** START **

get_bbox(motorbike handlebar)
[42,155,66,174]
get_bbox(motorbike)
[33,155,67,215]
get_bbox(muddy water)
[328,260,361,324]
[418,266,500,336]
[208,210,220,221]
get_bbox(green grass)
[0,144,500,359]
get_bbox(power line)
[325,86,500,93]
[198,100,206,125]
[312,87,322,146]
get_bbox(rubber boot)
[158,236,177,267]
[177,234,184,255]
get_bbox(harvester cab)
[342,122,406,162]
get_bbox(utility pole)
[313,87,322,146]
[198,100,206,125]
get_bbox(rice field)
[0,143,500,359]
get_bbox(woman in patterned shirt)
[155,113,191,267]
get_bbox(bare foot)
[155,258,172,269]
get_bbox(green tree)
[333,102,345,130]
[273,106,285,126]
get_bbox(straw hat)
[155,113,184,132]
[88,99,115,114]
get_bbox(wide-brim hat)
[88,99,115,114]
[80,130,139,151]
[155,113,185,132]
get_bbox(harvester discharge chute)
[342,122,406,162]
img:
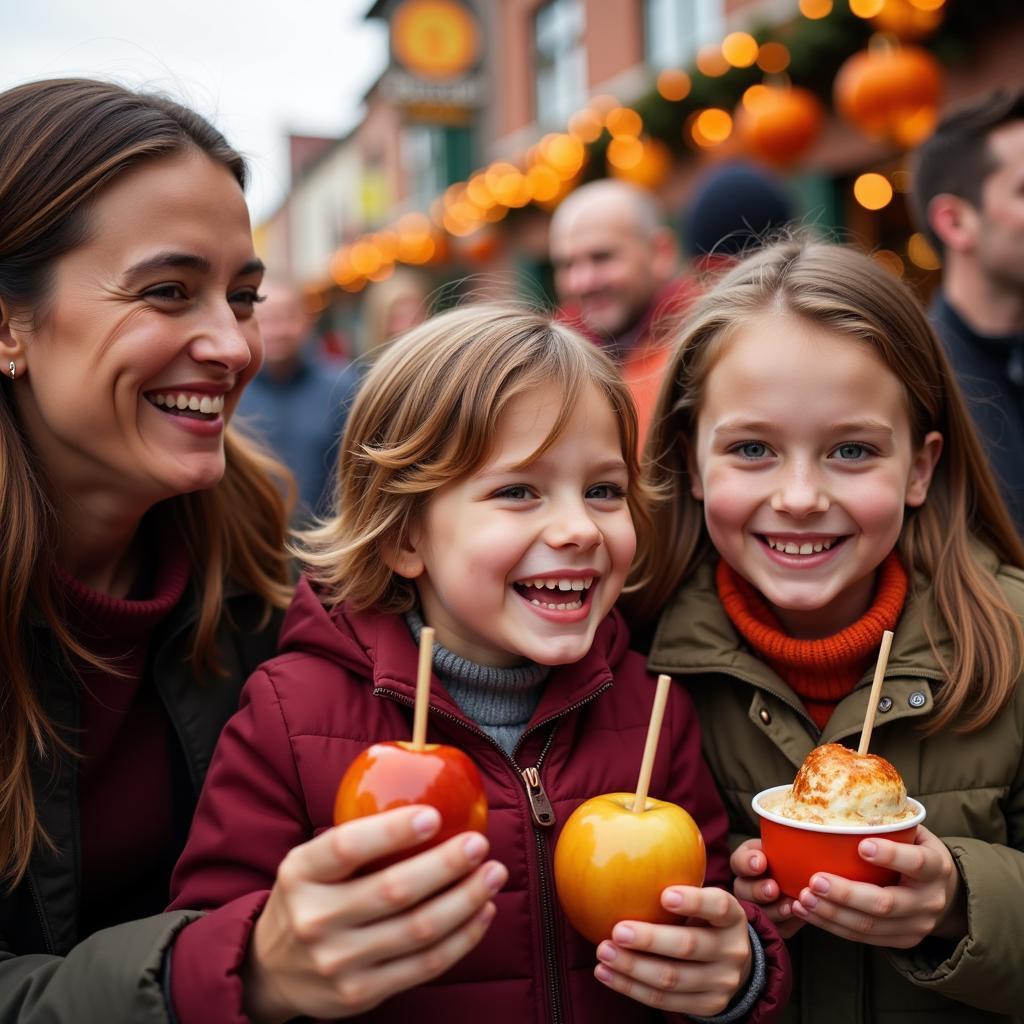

** END **

*AIM*
Reproduce every line of the data above verbatim, leaving the picture out of your answer.

*COMPLETED EXERCISE*
get_bbox(motorbike handlebar)
[42,155,66,174]
get_bbox(motorbike)
[33,155,67,215]
get_bbox(muddy water)
[328,260,361,324]
[418,266,500,336]
[208,210,220,221]
get_bbox(green grass)
[0,144,500,359]
get_bbox(power line)
[325,86,500,93]
[198,100,206,125]
[312,87,322,146]
get_bbox(rubber boot)
[158,236,177,267]
[177,234,184,255]
get_bbox(harvester cab)
[342,122,406,162]
get_bbox(utility pole)
[313,87,322,146]
[198,100,206,125]
get_bbox(rice field)
[0,143,500,359]
get_bbox(woman in patterned shirt)
[155,113,191,267]
get_bbox(bare foot)
[155,258,172,269]
get_bbox(green tree)
[333,102,345,130]
[273,106,285,126]
get_bbox(straw hat)
[155,113,184,132]
[88,99,115,114]
get_bbox(wide-brim hat)
[88,99,115,114]
[80,130,139,151]
[155,113,185,132]
get_bbox(harvester discharge chute)
[342,122,406,162]
img:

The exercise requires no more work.